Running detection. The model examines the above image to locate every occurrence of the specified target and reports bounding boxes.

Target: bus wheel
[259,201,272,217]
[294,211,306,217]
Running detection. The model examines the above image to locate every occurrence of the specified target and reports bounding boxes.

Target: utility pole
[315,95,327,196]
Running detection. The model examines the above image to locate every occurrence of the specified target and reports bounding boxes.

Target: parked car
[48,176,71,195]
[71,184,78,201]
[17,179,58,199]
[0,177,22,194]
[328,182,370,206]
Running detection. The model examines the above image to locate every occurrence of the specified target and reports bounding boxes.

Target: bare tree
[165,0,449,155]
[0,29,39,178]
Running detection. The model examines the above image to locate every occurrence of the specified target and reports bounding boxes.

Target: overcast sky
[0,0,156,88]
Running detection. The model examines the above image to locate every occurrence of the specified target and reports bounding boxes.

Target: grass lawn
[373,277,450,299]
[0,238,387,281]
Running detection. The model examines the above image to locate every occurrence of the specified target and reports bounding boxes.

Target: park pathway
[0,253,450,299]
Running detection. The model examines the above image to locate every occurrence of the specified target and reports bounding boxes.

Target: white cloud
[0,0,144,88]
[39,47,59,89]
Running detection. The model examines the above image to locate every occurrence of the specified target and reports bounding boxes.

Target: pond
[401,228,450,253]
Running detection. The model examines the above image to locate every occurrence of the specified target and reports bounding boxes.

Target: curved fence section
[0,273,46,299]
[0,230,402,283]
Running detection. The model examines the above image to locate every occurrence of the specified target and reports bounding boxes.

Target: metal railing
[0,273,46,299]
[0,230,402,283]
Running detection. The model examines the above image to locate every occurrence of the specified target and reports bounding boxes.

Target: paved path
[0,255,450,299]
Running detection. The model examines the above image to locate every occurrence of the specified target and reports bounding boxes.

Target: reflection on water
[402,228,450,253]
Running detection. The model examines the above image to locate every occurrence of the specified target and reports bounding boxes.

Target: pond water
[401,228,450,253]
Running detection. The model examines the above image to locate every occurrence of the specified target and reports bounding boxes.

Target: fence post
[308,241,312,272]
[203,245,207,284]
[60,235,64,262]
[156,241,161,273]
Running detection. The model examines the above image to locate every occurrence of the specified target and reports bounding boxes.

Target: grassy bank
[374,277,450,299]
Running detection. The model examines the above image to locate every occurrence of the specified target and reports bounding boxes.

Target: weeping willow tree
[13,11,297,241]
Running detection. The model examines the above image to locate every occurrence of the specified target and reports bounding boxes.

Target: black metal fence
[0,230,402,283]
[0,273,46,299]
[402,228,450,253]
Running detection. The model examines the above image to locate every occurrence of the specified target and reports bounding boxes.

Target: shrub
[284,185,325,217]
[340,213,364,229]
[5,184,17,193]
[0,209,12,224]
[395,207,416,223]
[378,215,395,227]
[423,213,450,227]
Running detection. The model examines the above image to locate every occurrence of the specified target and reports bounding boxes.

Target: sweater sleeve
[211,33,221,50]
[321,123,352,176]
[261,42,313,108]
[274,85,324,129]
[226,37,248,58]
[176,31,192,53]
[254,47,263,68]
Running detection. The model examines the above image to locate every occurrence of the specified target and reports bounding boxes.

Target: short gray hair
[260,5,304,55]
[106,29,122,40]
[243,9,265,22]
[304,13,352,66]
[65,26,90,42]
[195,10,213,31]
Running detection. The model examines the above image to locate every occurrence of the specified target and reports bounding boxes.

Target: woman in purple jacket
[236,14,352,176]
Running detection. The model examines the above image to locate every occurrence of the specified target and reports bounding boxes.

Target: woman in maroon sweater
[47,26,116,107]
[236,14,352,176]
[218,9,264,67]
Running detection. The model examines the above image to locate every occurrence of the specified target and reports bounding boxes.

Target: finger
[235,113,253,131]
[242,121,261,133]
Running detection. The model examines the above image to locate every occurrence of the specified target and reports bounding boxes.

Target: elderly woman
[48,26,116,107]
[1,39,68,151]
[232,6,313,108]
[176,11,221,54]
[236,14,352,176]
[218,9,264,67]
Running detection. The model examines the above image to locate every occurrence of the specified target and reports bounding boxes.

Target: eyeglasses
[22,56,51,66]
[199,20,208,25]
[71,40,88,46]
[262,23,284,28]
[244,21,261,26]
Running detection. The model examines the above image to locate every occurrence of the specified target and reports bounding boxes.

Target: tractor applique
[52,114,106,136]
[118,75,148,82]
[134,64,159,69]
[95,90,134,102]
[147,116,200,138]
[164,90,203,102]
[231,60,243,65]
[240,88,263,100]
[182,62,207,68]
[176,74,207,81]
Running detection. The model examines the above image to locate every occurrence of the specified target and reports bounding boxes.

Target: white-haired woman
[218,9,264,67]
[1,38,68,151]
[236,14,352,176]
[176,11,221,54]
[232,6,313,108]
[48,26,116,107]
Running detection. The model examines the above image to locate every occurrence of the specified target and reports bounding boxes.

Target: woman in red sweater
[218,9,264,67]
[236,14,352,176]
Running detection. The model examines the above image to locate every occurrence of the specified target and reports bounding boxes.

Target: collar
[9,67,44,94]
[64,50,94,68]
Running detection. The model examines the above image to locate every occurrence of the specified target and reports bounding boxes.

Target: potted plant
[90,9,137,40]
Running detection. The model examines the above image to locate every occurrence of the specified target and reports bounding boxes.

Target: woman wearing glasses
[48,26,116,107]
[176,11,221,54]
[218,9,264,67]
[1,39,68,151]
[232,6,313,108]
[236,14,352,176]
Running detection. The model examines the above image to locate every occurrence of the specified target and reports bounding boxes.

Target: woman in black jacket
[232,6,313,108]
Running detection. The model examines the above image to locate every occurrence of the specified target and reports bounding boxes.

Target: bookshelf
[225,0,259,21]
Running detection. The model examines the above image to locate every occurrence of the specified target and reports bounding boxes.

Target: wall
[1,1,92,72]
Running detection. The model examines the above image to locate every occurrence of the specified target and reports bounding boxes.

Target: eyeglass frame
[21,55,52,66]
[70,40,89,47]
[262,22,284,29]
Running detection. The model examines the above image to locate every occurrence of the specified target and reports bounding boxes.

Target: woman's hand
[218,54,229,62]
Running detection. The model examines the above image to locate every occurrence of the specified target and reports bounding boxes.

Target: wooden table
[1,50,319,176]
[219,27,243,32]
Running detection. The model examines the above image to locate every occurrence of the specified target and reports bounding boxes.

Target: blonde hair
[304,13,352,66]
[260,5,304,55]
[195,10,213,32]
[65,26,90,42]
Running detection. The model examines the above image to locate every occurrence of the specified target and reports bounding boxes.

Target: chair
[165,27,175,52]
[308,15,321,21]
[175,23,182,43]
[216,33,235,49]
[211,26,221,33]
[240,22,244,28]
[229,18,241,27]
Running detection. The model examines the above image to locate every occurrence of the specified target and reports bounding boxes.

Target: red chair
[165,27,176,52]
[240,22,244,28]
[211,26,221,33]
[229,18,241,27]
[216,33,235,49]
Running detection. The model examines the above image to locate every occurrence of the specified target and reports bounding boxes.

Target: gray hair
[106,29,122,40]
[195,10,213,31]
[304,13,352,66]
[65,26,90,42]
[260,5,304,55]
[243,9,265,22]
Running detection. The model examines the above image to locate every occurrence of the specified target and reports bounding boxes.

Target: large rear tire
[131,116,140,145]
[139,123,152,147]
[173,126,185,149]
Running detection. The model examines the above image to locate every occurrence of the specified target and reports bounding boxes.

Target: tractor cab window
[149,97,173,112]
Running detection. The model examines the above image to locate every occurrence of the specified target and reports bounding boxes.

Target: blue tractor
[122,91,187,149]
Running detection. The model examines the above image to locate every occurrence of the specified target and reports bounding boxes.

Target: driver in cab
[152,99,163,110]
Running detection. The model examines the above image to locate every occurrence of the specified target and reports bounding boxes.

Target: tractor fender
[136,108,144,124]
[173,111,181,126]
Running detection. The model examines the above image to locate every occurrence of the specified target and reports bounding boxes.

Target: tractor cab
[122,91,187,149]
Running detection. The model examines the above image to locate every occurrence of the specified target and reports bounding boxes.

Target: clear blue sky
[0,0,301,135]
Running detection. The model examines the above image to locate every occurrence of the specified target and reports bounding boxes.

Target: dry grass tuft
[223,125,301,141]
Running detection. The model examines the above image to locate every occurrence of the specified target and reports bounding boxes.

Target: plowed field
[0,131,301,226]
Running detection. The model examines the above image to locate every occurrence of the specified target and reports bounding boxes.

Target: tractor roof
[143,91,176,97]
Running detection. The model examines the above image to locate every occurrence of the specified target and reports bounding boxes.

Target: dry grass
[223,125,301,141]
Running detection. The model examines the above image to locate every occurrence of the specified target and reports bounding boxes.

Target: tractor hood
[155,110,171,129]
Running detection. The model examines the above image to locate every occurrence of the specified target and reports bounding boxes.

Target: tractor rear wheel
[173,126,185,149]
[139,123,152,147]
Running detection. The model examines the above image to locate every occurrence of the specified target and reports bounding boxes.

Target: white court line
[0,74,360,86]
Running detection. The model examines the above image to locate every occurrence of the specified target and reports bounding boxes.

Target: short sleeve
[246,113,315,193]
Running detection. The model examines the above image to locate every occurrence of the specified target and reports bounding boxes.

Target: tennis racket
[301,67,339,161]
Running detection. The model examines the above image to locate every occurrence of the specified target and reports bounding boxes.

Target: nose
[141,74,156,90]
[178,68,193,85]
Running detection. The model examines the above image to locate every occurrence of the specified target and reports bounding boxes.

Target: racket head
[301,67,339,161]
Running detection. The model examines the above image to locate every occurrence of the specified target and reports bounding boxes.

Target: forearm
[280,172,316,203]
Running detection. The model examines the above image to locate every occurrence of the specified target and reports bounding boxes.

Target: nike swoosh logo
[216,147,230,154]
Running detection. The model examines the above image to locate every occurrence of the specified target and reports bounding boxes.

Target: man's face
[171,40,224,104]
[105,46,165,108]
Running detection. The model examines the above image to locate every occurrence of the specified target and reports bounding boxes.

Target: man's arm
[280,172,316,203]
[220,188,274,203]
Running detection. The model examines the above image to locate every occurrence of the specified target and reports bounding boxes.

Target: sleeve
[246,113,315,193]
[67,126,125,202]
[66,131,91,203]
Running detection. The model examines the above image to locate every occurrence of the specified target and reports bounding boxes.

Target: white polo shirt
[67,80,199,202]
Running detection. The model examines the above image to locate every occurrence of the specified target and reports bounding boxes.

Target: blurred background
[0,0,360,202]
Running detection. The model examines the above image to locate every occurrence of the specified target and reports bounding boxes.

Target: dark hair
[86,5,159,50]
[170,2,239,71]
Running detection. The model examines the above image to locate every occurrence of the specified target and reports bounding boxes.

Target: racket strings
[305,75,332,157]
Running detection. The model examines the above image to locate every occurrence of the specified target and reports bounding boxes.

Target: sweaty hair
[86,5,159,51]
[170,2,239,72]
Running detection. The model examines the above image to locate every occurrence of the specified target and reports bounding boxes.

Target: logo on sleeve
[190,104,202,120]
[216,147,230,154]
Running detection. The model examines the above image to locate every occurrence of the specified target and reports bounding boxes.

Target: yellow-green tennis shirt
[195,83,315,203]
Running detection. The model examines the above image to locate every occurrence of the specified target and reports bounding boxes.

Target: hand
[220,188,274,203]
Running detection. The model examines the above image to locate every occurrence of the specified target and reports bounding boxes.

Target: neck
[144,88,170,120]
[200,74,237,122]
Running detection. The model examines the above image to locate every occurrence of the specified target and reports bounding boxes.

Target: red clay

● What the exercise asks
Copy out the rows from the first line through the line containing "[39,47,59,89]", swapping "utility pole" for "telephone pole" and leaving everything else unchanged.

● Exercise output
Running detection. The model examines the above image to locate every occurrence of the specified target and reports bounding boxes.

Target: bus wheel
[259,201,272,217]
[294,211,306,217]
Running detection. The model examines the above image to locate every occurrence of the specified target and reports bounding boxes.

Target: telephone pole
[315,95,327,196]
Running detection. The model examines the above image to locate every occurrence of the specified target and reports bounding boxes.

Target: parked car
[48,176,71,195]
[71,184,78,201]
[17,179,58,199]
[0,177,22,194]
[328,182,370,206]
Running detection. The model examines the above image to locate every occurrence of the specified target and reports bounding boxes.

Target: bare tree
[165,0,449,155]
[0,29,39,178]
Running detection. The model examines the above image to locate every occurrence of the specified target and reports bounding boxes.

Target: overcast sky
[0,0,156,88]
Running detection. The model examines the above image to locate every occurrence of the specified target and reports bounding boxes.

Target: grass lawn
[373,277,450,299]
[0,238,387,281]
Running detection. The model examines the above image to locate every occurrence of the specified target and reports bounding boxes.

Target: park pathway
[0,253,450,299]
Running detection. The model examines the above image to locate every occurrence of the specified target and reports bounding boxes.

Target: white cloud
[0,0,144,88]
[39,47,59,89]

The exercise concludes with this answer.